• Required work: Rewrite the data below, replacing "Indicate" with "Mark" wherever it occurs and leaving everything else unchanged.

## Begin Data to process

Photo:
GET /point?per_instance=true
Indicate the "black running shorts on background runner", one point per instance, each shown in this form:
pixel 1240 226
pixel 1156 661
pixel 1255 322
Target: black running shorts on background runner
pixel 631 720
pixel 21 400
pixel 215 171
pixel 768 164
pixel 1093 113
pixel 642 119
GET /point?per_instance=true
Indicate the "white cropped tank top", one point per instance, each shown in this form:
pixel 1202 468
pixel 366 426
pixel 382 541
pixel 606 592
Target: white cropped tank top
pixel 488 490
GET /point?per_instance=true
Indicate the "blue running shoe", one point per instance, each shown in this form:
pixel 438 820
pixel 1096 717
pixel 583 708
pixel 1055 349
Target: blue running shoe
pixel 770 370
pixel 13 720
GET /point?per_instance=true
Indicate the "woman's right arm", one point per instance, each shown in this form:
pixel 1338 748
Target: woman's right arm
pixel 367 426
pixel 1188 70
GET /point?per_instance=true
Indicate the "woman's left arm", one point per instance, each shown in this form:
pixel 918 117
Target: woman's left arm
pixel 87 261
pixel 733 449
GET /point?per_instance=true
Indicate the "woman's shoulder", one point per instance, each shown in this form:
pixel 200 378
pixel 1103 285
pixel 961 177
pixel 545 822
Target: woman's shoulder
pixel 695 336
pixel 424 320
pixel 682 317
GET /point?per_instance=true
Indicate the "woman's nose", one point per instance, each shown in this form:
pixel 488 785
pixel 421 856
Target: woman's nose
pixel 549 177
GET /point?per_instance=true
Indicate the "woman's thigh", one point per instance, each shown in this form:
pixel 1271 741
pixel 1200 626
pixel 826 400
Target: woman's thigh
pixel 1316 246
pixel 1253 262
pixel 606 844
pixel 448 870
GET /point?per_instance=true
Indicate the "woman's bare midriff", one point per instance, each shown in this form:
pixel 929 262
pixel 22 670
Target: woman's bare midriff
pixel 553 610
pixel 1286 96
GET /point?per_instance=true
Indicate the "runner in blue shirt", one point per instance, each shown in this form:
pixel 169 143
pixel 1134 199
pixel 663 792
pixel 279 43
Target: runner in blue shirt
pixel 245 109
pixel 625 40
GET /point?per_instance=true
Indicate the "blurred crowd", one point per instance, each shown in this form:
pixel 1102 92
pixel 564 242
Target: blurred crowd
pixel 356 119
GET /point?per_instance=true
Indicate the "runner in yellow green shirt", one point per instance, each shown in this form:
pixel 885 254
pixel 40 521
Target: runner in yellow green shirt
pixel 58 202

## End Data to process

• Expected answer:
Photo:
GET /point?per_instance=true
Mark the "black running shorts on background runner", one point per instance, each shown in this form:
pixel 1240 226
pixel 1156 661
pixel 1255 322
Target: black running shorts on background runner
pixel 631 720
pixel 21 400
pixel 215 171
pixel 768 164
pixel 1093 113
pixel 642 119
GET /point?per_instance=true
Mark the "white cropped tank top", one point per instance, each shown in this form:
pixel 1202 468
pixel 366 426
pixel 382 541
pixel 606 592
Target: white cropped tank top
pixel 488 490
GET /point?per_instance=true
Mark the "blue running shoe", one point per instance, each shown in this form:
pixel 438 820
pixel 1096 717
pixel 583 708
pixel 1055 349
Target: blue running shoe
pixel 770 370
pixel 13 720
GET /point?per_instance=true
Mark the "woman's right arm", one point per instance, each shown in this form:
pixel 1338 748
Target: woman's right arm
pixel 367 426
pixel 1188 70
GET /point?per_instance=true
Mark the "woman's left arm", one point per instance, each shown in this form:
pixel 918 117
Target: woman's left arm
pixel 87 261
pixel 733 449
GET /point?per_instance=true
Mark the "woman's shoulder", one point per instance, each shown in this form:
pixel 200 378
pixel 1103 285
pixel 961 177
pixel 545 822
Target: woman's shoulder
pixel 695 336
pixel 424 320
pixel 682 317
GET /point?per_instance=true
Mark the "woman's nose", one point per instance, each shown in this form:
pixel 488 785
pixel 421 856
Target: woman's nose
pixel 549 177
GET /point?per_instance=true
Mark the "woman's thigh", one point per instance, each shown in this form:
pixel 1271 741
pixel 1200 626
pixel 826 400
Target: woman's thigh
pixel 1316 246
pixel 1253 262
pixel 606 844
pixel 448 870
GET /point?per_instance=true
Mark the "woman's bare midriff", one point per instance, each shown in this form:
pixel 929 262
pixel 22 670
Target: woman's bare midriff
pixel 553 610
pixel 1286 96
GET /point?per_instance=true
Mark the "runner in blue shirt", one point per instance, each shown in this form:
pixel 169 143
pixel 1134 199
pixel 663 792
pixel 279 43
Target: runner in blue shirt
pixel 245 109
pixel 625 40
GET /point?per_instance=true
Mark the "blurred crowd", one point per instance, each shown in this form:
pixel 1102 92
pixel 564 242
Target: blurred crowd
pixel 356 119
GET /point?per_instance=true
Mark the "runner in yellow green shirt", one point per instance, each shown in this form:
pixel 885 254
pixel 40 521
Target: runner in yellow green shirt
pixel 58 202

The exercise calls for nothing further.